■ **Activity**
This exercise asks for every line of the material that includes the word "plant".

(Beginning of Listed records)

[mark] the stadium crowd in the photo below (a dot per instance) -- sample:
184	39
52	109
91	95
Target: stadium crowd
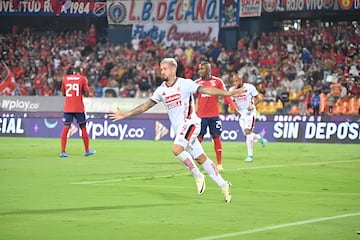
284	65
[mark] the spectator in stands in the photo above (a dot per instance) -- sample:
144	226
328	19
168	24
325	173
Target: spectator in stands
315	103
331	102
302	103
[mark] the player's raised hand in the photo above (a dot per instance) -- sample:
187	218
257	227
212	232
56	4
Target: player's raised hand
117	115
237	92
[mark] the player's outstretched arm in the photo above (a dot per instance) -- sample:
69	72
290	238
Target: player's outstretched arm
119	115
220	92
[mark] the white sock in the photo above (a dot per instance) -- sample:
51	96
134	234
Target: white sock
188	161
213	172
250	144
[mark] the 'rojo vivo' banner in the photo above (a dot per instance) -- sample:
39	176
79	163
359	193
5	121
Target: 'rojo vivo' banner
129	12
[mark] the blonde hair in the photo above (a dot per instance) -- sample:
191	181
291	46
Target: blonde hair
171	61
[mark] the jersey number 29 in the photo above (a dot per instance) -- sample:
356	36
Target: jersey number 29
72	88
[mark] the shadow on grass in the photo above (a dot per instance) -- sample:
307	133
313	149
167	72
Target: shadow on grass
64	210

(End of Listed records)
(Beginning of Listed records)

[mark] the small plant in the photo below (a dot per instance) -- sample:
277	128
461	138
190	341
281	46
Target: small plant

(End of Listed records)

■ **Answer area**
[mark] the small plant in the photo below (a dot per instance) -- sample:
Target: small plant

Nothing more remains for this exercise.